Stored items
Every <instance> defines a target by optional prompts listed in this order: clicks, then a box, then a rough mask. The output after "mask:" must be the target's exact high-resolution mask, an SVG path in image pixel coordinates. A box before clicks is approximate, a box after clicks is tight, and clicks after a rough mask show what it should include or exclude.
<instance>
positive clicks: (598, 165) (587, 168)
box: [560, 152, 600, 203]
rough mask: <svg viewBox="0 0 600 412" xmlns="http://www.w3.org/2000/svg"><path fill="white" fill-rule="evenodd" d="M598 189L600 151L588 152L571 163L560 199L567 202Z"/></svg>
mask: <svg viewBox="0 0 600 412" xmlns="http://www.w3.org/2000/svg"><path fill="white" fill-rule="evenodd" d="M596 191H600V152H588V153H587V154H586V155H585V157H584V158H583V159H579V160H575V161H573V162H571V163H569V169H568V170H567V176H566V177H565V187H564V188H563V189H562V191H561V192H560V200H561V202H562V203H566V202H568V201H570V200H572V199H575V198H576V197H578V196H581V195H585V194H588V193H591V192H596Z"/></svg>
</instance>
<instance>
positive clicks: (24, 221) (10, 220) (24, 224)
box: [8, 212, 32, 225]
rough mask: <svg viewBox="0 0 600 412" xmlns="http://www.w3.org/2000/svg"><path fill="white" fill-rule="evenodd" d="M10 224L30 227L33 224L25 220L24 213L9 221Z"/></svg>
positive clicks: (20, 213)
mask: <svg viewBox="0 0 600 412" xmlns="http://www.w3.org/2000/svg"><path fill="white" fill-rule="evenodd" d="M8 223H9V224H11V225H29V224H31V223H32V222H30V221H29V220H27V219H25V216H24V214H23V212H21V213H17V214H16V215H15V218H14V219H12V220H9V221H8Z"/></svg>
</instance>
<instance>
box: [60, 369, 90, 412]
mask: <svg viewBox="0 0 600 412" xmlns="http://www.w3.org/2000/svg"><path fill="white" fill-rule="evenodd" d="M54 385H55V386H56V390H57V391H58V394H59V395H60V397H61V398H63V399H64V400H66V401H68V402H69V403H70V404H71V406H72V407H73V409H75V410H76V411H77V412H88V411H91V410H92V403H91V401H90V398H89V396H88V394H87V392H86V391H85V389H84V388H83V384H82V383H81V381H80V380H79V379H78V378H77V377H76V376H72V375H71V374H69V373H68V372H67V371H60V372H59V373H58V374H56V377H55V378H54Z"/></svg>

Aim of the exercise: Reproduce the entries exactly, each one as given.

Output below:
Every <instance> defines a target by optional prompts listed in this order: clicks, then a box, then a rough mask. The output after "mask:" must be the target's exact high-resolution mask, an SVG path in image pixel coordinates. A box before clicks is approximate, a box after clicks is tight, and clicks after a rough mask show what it should include or exclude.
<instance>
positive clicks: (598, 165) (587, 168)
box: [560, 152, 600, 203]
rough mask: <svg viewBox="0 0 600 412" xmlns="http://www.w3.org/2000/svg"><path fill="white" fill-rule="evenodd" d="M598 189L600 151L588 152L571 163L560 199L567 202Z"/></svg>
mask: <svg viewBox="0 0 600 412" xmlns="http://www.w3.org/2000/svg"><path fill="white" fill-rule="evenodd" d="M596 191H600V152H588V153H587V154H586V155H585V157H584V158H583V159H579V160H575V161H573V162H571V163H569V169H568V170H567V176H566V177H565V187H564V188H563V189H562V191H561V192H560V200H561V202H562V203H566V202H568V201H570V200H572V199H575V198H576V197H578V196H581V195H585V194H588V193H591V192H596Z"/></svg>
</instance>
<instance>
positive clicks: (24, 221) (10, 220) (24, 224)
box: [8, 212, 32, 225]
rough mask: <svg viewBox="0 0 600 412" xmlns="http://www.w3.org/2000/svg"><path fill="white" fill-rule="evenodd" d="M10 224L30 227L33 224L25 220L24 213L9 221Z"/></svg>
positive clicks: (20, 213)
mask: <svg viewBox="0 0 600 412" xmlns="http://www.w3.org/2000/svg"><path fill="white" fill-rule="evenodd" d="M8 223H9V224H11V225H29V224H31V223H32V222H30V221H29V220H27V219H25V216H24V214H23V212H21V213H17V214H16V215H15V218H14V219H12V220H9V221H8Z"/></svg>
</instance>
<instance>
box: [60, 369, 90, 412]
mask: <svg viewBox="0 0 600 412" xmlns="http://www.w3.org/2000/svg"><path fill="white" fill-rule="evenodd" d="M54 385H55V386H56V390H57V391H58V394H59V395H60V397H61V398H63V399H64V400H66V401H68V402H69V403H70V404H71V406H72V407H73V409H75V410H76V411H77V412H88V411H91V410H92V403H91V401H90V398H89V396H88V394H87V392H86V391H85V389H84V388H83V384H82V383H81V381H80V380H79V379H78V378H77V377H76V376H72V375H71V374H69V373H68V372H67V371H60V372H59V373H58V374H56V377H55V378H54Z"/></svg>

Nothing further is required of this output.